A Science Suited to its Subject - Michael Brearley

Michael Brearley was, at the time of writing this article, Chair of the External Relations Co-ordinating Committee. This is the first of two articles replying to criticisms of psychoanalysis. The second will focus on practice. Here he addresses the argument that psychoanalysis is unscientific, an outdated religion, with Freud as its guru.
 

Brearley, M. (2000): , "A Science Suited to its Subject"; The first of two articles replying to criticisms of psychoanalysis

Aristotle said that there is no such thing as absolute certainty, only the certainty that befits the subject: What is certain or accurate for the carpenter is not certain or accurate for the physicist. An example of what Aristotle means is that the kind of verification appropriate for a statement about human emotional reality is of a different order from one that which would be appropriate for a statement about, say, a physical body or a sociological trend. Aristotle again: "If there is no single common method by which we may discover what a thing is, the treatment of the subject becomes still more difficult; for we will have to find the appropriate method for each subject". Psychoanalysis more than any other more or less systematic set of ideas about people takes serious account of the unconscious dimensions of thinking, emotion and action in a way that does justice to the kind of realities people are concerned with in their personal and inter-personal lives. It is an 'appropriate method for its subject'. This conceptual depth makes possible a fuller theoretical understanding of people and their development; the methodology of treatment is designed to make this possible in practice.

Excerpted records:
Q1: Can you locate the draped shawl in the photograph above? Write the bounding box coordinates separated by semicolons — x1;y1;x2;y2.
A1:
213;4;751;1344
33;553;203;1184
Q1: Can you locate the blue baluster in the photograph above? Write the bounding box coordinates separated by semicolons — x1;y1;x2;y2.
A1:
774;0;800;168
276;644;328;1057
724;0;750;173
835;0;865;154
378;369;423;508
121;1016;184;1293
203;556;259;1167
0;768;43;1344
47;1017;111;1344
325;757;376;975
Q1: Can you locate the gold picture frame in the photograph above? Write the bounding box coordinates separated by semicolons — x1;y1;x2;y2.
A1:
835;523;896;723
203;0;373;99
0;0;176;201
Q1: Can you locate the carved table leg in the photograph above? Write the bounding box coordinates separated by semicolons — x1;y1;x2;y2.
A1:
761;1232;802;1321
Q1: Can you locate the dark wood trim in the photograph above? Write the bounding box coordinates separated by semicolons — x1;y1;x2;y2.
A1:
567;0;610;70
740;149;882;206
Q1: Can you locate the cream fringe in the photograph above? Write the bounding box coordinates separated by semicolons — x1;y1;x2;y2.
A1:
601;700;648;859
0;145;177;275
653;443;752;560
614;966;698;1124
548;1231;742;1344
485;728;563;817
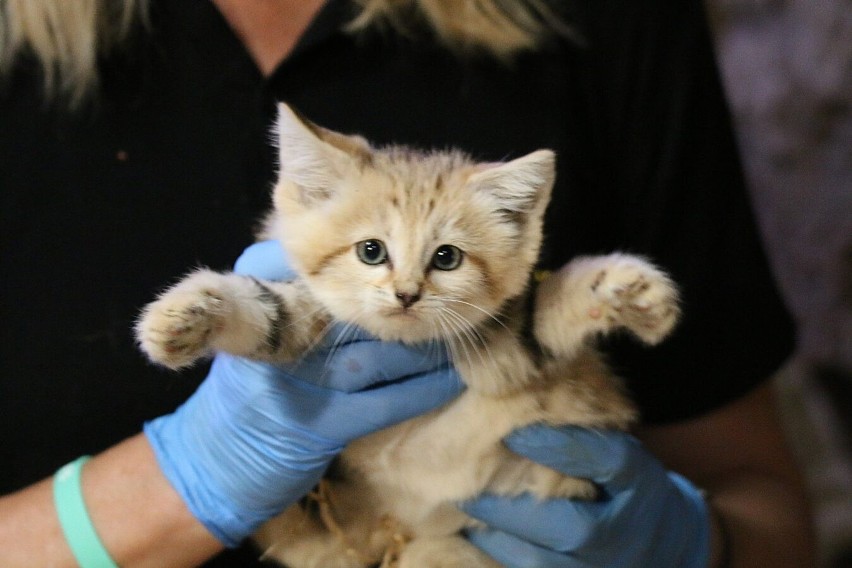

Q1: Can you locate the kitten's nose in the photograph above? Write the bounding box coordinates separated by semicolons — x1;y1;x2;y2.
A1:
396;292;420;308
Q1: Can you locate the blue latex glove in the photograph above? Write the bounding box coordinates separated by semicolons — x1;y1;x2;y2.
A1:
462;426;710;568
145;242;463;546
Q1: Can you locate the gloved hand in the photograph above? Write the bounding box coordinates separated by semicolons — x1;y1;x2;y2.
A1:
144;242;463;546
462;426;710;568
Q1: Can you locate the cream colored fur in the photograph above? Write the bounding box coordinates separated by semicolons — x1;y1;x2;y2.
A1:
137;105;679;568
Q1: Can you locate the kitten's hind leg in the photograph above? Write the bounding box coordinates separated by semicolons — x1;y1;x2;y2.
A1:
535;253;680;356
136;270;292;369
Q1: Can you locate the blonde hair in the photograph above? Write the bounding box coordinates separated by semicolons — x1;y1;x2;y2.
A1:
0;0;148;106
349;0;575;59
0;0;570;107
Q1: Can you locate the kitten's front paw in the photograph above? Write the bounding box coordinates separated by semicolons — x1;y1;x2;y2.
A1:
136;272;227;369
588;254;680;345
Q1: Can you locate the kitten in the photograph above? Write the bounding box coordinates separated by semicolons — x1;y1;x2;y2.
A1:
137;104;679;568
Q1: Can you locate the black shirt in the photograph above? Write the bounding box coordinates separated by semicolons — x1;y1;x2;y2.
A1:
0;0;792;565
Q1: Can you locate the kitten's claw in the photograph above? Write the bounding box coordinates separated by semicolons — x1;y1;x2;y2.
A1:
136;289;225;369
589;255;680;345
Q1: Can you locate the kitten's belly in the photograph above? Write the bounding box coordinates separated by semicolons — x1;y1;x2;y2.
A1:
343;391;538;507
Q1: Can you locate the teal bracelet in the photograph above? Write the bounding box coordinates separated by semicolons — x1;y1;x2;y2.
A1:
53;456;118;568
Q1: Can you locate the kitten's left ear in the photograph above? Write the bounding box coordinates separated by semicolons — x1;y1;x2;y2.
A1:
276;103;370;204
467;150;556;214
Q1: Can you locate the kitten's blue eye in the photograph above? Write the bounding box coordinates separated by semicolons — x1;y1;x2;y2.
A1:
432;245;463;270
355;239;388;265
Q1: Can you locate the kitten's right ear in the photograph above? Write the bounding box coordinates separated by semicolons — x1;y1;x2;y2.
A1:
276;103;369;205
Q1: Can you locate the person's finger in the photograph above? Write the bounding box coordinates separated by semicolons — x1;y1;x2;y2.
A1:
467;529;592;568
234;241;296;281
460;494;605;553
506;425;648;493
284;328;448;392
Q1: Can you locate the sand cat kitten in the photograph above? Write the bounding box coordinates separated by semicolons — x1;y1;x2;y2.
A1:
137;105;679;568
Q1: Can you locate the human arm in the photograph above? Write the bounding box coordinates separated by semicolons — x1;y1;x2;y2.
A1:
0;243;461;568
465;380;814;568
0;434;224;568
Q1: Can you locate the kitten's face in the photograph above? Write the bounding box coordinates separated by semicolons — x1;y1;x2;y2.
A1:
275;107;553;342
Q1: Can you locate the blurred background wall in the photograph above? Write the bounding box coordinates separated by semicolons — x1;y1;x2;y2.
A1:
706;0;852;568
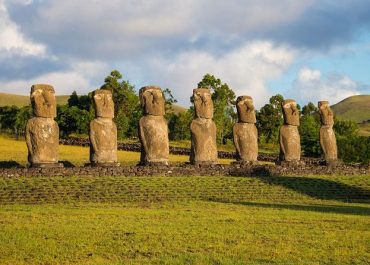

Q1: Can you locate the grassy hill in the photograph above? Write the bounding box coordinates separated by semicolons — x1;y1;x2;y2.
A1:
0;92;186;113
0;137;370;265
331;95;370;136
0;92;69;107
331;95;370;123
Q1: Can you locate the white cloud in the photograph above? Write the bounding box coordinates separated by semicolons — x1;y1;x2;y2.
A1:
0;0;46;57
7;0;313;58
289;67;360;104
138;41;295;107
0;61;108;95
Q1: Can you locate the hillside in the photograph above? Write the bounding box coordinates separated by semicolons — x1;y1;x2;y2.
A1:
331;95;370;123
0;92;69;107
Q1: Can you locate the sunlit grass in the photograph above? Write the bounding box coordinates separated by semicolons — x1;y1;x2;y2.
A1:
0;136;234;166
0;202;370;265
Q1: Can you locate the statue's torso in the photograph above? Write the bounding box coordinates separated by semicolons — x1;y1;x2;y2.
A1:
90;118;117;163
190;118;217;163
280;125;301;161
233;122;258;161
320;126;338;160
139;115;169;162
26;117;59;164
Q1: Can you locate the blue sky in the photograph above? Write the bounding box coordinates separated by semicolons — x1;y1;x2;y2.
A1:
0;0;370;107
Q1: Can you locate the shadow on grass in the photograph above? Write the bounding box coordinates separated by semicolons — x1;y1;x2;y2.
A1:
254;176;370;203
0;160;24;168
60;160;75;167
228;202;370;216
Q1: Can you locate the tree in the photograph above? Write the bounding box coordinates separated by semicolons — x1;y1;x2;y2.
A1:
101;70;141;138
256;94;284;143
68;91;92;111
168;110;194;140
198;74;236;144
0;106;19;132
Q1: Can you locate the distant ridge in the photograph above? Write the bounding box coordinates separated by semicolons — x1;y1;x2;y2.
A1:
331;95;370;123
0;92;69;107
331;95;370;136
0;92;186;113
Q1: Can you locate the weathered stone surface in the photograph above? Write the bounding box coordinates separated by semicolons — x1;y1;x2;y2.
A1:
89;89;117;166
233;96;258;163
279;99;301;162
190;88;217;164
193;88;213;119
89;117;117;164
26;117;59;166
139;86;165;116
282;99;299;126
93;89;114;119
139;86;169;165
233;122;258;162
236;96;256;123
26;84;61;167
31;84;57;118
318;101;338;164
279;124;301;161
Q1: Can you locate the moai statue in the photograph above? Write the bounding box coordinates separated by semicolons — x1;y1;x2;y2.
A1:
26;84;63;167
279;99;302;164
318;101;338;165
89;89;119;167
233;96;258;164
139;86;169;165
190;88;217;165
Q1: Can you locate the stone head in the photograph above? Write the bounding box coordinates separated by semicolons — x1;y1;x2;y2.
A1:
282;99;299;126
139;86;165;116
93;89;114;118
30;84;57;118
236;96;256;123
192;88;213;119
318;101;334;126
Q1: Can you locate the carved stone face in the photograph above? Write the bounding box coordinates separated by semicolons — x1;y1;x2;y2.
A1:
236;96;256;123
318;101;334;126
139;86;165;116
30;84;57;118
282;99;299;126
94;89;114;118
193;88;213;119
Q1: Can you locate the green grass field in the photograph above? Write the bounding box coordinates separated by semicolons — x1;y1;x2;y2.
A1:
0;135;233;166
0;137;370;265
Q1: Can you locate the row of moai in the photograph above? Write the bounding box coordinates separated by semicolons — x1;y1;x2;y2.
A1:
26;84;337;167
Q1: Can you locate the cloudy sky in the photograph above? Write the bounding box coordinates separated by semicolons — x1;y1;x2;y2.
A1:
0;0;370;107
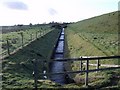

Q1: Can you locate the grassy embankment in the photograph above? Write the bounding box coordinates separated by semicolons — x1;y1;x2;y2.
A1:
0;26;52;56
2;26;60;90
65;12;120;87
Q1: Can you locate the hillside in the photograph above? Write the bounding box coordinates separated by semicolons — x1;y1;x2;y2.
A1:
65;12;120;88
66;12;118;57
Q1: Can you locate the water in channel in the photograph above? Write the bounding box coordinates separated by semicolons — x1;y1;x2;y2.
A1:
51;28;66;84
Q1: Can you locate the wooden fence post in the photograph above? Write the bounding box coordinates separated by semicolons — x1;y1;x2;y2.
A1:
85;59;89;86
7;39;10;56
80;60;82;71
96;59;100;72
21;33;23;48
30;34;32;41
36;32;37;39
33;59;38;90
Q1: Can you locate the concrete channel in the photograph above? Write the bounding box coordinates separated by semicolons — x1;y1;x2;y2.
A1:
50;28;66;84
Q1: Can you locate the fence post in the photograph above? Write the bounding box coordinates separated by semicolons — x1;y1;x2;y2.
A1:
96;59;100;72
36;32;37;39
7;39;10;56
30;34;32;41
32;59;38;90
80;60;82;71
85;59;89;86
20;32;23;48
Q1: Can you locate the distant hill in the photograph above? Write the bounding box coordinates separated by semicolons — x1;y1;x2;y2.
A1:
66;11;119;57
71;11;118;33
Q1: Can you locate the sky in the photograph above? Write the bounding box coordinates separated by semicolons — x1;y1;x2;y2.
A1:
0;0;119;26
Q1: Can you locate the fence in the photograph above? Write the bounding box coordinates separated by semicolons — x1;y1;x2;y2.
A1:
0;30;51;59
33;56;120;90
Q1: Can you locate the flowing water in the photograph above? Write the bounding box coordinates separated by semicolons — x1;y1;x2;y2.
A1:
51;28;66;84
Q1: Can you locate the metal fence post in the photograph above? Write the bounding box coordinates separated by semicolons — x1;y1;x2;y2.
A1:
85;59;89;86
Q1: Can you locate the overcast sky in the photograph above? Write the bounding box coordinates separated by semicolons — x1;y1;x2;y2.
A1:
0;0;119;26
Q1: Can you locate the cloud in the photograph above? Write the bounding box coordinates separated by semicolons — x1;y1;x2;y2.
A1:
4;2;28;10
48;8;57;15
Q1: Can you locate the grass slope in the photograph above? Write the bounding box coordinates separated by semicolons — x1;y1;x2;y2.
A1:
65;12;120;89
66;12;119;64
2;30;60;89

--

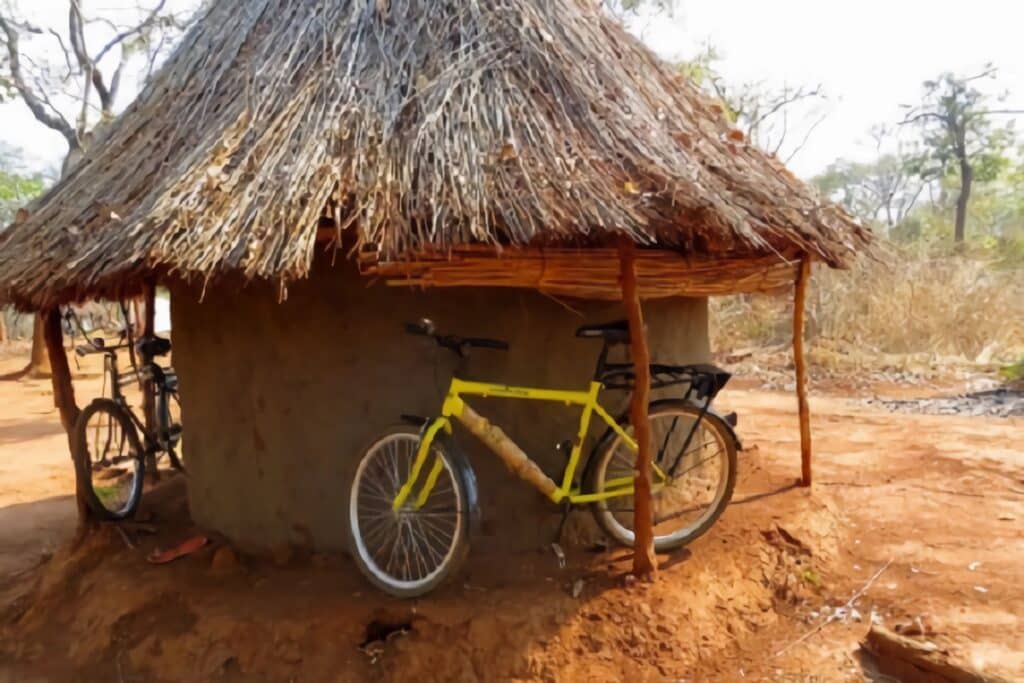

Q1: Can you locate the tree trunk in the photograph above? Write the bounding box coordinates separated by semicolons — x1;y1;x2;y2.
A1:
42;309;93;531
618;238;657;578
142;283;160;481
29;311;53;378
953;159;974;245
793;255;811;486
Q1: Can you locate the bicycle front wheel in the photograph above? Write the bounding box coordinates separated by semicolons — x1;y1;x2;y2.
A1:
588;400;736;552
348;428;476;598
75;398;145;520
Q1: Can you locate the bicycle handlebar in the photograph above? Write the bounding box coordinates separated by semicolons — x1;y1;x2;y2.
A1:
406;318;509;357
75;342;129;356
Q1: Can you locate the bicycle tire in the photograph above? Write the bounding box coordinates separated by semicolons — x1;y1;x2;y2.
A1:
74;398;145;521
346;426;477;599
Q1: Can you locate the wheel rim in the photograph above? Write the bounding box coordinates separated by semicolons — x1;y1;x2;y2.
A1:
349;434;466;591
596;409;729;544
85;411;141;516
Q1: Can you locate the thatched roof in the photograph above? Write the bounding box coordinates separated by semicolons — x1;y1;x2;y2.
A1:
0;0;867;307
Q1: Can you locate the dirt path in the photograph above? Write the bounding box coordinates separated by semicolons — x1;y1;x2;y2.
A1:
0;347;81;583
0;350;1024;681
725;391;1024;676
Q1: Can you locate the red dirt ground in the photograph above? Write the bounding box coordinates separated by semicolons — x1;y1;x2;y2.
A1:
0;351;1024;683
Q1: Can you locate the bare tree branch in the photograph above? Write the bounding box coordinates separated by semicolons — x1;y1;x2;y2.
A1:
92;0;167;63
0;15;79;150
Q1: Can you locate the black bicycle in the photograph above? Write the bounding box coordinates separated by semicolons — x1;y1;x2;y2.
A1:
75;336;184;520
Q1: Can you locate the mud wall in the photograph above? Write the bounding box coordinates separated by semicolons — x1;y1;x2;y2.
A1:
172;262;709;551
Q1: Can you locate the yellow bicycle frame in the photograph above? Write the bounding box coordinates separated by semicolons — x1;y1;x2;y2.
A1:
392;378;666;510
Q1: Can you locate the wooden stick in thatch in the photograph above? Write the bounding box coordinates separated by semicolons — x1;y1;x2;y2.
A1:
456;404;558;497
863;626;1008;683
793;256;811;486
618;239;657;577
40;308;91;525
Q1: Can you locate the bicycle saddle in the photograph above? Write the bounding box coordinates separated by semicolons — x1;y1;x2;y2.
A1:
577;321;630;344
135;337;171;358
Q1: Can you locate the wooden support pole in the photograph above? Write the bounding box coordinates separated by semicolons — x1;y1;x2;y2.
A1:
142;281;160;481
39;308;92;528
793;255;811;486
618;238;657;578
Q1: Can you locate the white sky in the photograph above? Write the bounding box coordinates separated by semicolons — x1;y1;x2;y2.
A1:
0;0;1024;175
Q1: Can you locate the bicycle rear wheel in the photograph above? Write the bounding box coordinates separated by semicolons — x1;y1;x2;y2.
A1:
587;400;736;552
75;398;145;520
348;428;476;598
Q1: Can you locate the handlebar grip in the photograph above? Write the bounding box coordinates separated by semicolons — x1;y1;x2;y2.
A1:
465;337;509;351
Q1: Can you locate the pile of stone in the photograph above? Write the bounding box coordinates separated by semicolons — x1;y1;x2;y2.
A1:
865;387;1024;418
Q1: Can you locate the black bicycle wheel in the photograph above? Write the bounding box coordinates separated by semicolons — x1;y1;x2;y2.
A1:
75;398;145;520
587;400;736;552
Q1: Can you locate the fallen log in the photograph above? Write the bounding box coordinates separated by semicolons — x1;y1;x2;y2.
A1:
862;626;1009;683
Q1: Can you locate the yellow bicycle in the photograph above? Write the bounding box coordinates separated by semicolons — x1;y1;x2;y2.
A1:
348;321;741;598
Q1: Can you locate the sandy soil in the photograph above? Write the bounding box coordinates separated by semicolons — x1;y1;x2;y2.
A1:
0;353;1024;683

Questions on the material:
• 1. Transcribe the part of the psychoanalysis article starting with "A Science Suited to its Subject - Michael" and going on through "as its guru.".
• 2. Go on with the psychoanalysis article, picking up after its final sentence.
The entries have no connection to the psychoanalysis article.

Answers given:
• 1.
A Science Suited to its Subject - Michael Brearley

Michael Brearley was, at the time of writing this article, Chair of the External Relations Co-ordinating Committee. This is the first of two articles replying to criticisms of psychoanalysis. The second will focus on practice. Here he addresses the argument that psychoanalysis is unscientific, an outdated religion, with Freud as its guru.

• 2.
Psychoanalytic theory makes it clear that everyone is liable to distort his or her account of emotional transactions; it follows that one aspect of the analyst's task is to scrutinise not only the narratives that the patient brings but also his own. Indeed, one area where psychoanalysis has changed since Freud is in our increasingly complex realisation of ways in which understanding people involves reflection on their emotional impact on ourselves. Self-scrutiny is necessary for the psychoanalyst not only as practitioner but also as maker of hypotheses. Freud was not a saint; but he held it to be essential for progress that his ideas should be open to constant criticism and revision. For example few analysts would now accept his account of female sexuality.

He did not see himself as a guru, nor psychoanalysis as a religion. But does belief in the unconscious require an act of faith? I would say that for a (hypothetical) person who totally lacked this concept, acquiring it would be like coming to understand the notion of three-dimensional space for one who has lived in two dimensions. For most of us, by contrast, it is not faith that is required so much as reflection on and extension of what we already are capable of knowing. One's own self-deception is almost always the hardest to recognise, for reasons that psychoanalysis makes clear - much of the truth about ourselves is for various reasons unpalatable. Psychoanalytic thinking is a logical extension of ordinary, sophisticated, common sense thought about the mind in all its intra- and inter-psychic range and depth.